» WRITTEN REQUEST
Beginning with the line containing "of the silver" and ending with the last line, repeat the records exactly.

____________

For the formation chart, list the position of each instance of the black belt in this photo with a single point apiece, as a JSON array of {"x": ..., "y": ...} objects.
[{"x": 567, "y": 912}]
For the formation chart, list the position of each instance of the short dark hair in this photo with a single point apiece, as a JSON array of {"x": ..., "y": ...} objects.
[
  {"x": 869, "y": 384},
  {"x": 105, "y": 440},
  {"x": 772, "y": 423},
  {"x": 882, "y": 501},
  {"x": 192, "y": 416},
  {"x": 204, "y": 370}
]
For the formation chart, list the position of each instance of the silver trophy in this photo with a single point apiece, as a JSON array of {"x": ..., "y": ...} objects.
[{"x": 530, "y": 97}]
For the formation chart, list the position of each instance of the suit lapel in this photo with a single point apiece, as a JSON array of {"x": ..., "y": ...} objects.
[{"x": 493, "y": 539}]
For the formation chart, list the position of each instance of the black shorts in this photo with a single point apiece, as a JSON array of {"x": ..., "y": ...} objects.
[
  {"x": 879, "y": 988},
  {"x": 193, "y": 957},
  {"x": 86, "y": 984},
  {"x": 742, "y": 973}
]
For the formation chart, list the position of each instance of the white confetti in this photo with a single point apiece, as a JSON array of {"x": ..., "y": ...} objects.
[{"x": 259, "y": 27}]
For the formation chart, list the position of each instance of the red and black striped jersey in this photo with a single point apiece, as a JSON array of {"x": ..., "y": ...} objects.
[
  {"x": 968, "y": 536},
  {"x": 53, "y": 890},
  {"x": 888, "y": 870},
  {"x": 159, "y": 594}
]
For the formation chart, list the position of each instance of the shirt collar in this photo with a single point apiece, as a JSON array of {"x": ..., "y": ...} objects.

____________

» FULL ANSWER
For the formation chart, list the position of each instance of the silver trophy in this photo with a single point apiece, as a JSON array of {"x": ..., "y": ...} objects.
[{"x": 530, "y": 97}]
For the formation chart, list the position of each instance of the suit lapel in this photo with a single point apiece, as a JSON array of {"x": ..., "y": ...} objects.
[{"x": 493, "y": 539}]
For the formation chart, list the position of each instance of the black shorts in this photo with a single point apiece, as a JSON array of {"x": ..., "y": ...} objects.
[
  {"x": 879, "y": 988},
  {"x": 193, "y": 957},
  {"x": 86, "y": 984},
  {"x": 742, "y": 973}
]
For the formation chart, list the position of each instance of the white confetti in this photo with a single point apiece, as a JSON array of {"x": ..., "y": ...} objects.
[{"x": 259, "y": 27}]
For the formation chart, list the position of each instance of the red and black striped jersey in this photo with a single point apiece, as a JSON array of {"x": ..., "y": ...} objects.
[
  {"x": 968, "y": 536},
  {"x": 53, "y": 890},
  {"x": 888, "y": 870},
  {"x": 159, "y": 594}
]
For the formation chart, list the position of each instance of the shirt collar in this photo with a single point apiece, as a JSON array of {"x": ..., "y": ...} objects.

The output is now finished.